### Exercise directions:
Quote the records word for word from the line containing "trace: river water" through the line containing "Now the river".

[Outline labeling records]
━━━━━━━━━━━━━━━━━━━━━━━━━━━━━━
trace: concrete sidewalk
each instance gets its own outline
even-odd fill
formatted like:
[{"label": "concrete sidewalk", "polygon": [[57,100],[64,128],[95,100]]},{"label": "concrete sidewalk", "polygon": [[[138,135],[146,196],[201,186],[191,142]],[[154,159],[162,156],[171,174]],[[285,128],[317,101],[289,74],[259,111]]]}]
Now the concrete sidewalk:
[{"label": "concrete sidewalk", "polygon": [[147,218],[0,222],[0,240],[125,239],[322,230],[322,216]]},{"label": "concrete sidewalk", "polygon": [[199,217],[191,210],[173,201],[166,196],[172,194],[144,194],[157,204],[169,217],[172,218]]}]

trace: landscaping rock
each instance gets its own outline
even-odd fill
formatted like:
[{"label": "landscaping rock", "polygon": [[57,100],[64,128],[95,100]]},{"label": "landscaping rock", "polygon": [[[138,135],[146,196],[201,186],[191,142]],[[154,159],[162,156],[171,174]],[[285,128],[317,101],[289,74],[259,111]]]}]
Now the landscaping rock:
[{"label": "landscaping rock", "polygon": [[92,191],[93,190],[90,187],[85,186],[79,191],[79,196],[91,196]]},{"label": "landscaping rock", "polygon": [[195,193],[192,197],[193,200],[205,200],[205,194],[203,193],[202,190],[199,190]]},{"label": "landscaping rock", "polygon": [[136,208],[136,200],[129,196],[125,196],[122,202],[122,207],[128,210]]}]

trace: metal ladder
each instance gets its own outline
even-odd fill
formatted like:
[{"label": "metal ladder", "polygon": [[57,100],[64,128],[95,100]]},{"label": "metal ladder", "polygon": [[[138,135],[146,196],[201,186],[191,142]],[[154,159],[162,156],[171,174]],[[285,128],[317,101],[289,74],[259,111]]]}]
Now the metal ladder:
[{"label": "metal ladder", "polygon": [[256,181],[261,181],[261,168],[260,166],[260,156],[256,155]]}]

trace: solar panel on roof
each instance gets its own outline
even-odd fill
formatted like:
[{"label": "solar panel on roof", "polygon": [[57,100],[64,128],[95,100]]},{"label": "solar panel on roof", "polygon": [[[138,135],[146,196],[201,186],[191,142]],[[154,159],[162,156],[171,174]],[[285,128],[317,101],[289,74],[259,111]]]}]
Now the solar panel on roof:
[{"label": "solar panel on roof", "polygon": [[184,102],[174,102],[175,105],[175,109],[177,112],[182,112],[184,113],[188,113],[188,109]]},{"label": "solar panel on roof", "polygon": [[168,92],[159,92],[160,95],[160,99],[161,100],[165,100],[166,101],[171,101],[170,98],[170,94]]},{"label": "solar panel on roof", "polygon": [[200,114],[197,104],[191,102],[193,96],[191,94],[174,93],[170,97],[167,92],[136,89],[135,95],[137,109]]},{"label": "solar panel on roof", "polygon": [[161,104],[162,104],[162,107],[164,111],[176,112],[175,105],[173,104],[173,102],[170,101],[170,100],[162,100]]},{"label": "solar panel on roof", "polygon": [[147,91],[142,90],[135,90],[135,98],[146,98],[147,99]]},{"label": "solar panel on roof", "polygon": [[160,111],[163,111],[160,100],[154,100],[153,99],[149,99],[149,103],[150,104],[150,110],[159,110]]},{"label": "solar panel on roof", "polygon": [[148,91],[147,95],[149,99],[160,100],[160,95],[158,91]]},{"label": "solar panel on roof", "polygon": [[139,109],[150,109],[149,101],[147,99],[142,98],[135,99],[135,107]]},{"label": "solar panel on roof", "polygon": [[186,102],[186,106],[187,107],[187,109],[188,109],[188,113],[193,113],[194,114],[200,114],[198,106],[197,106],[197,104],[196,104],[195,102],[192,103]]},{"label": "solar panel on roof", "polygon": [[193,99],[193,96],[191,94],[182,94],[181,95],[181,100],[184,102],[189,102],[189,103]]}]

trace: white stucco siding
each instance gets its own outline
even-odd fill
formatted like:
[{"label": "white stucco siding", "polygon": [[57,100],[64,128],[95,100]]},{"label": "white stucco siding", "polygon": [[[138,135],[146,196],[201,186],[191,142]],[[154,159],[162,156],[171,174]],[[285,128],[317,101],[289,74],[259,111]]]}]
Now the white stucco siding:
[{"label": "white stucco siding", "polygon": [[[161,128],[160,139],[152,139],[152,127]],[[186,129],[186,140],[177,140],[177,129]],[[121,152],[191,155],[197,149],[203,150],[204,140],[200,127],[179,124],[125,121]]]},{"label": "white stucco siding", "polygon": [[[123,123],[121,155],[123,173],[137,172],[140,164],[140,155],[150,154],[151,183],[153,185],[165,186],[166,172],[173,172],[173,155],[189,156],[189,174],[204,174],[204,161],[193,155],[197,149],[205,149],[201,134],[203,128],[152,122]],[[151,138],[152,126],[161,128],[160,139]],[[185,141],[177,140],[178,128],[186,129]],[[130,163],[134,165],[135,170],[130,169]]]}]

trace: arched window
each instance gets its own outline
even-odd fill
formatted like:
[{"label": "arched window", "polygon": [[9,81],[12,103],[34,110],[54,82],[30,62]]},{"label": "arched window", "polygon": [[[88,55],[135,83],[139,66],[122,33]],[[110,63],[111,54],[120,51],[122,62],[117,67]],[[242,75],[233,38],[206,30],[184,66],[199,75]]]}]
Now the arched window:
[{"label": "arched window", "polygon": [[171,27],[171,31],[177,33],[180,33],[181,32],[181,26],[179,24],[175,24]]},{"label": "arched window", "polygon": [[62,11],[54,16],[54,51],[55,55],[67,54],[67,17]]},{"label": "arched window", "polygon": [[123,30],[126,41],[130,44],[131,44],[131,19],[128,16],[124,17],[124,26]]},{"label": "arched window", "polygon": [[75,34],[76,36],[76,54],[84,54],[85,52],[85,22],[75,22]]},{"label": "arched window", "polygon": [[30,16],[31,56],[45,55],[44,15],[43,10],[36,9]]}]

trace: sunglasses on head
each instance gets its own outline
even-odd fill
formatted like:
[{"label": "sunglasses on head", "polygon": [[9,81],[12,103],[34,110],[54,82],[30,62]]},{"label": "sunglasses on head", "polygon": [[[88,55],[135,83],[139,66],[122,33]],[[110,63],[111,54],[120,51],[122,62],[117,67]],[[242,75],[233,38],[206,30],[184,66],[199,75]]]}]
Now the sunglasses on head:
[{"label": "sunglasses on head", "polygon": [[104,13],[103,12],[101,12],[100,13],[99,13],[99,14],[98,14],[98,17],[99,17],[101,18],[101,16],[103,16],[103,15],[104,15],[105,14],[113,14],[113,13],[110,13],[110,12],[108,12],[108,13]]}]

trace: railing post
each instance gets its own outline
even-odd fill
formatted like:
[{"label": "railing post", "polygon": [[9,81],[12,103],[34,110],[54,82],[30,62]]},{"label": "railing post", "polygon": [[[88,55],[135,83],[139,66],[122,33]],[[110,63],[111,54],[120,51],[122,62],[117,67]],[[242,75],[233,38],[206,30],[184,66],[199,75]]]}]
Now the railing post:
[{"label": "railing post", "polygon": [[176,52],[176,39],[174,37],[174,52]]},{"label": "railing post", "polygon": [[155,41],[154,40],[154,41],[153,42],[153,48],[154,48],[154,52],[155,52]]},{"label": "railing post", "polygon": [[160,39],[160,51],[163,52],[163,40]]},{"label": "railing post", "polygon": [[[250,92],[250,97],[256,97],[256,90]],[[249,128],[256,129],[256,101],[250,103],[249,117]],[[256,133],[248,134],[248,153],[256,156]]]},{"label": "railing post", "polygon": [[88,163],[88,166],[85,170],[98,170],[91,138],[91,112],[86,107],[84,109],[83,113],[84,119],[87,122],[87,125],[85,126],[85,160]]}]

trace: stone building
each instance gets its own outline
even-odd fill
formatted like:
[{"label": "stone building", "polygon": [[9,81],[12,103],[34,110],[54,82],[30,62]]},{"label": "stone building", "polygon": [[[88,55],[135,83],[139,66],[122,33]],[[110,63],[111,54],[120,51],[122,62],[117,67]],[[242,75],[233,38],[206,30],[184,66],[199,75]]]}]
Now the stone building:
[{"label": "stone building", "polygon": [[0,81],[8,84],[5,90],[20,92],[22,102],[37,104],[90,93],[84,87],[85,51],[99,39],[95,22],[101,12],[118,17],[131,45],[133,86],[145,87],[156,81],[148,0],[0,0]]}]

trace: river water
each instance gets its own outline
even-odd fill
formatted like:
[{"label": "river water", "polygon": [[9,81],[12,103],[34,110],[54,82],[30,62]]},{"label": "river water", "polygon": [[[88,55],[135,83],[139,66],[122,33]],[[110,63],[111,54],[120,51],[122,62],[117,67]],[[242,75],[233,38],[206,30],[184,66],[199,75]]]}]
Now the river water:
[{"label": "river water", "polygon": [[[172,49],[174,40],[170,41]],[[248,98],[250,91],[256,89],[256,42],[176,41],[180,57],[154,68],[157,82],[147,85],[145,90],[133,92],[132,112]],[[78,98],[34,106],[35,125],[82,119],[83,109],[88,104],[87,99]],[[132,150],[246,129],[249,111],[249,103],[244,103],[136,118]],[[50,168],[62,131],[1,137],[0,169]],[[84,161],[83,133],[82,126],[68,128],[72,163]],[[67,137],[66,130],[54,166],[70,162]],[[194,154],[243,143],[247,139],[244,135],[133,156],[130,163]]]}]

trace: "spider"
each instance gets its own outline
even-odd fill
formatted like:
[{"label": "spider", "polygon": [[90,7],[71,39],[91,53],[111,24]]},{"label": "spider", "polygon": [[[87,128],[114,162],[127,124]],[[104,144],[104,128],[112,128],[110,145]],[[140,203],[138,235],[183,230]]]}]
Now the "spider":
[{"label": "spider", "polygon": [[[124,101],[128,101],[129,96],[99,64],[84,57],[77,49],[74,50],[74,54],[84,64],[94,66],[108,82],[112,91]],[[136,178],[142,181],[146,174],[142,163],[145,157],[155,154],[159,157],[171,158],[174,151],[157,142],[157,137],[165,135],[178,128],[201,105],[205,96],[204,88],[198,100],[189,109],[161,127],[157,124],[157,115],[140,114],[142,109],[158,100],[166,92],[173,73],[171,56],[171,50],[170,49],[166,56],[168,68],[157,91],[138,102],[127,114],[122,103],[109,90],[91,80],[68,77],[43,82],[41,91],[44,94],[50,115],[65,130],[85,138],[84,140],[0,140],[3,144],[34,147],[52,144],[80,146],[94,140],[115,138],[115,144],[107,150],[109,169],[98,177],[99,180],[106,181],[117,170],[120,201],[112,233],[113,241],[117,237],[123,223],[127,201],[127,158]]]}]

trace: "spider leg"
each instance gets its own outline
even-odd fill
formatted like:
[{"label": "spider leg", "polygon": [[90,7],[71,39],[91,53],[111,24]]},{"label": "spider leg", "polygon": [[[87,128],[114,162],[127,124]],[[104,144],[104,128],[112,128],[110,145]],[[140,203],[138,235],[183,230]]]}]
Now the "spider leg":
━━━━━━━━━━━━━━━━━━━━━━━━━━━━━━
### Response:
trace: river water
each instance gets its own outline
even-odd fill
formatted like:
[{"label": "river water", "polygon": [[9,81],[12,103],[34,110],[54,82],[30,62]]},{"label": "river water", "polygon": [[[88,55],[135,83],[139,66],[122,33]],[[110,63],[111,54],[120,51],[122,62],[117,67]],[[242,75],[233,38],[206,30],[184,66],[199,75]]]}]
Now the river water:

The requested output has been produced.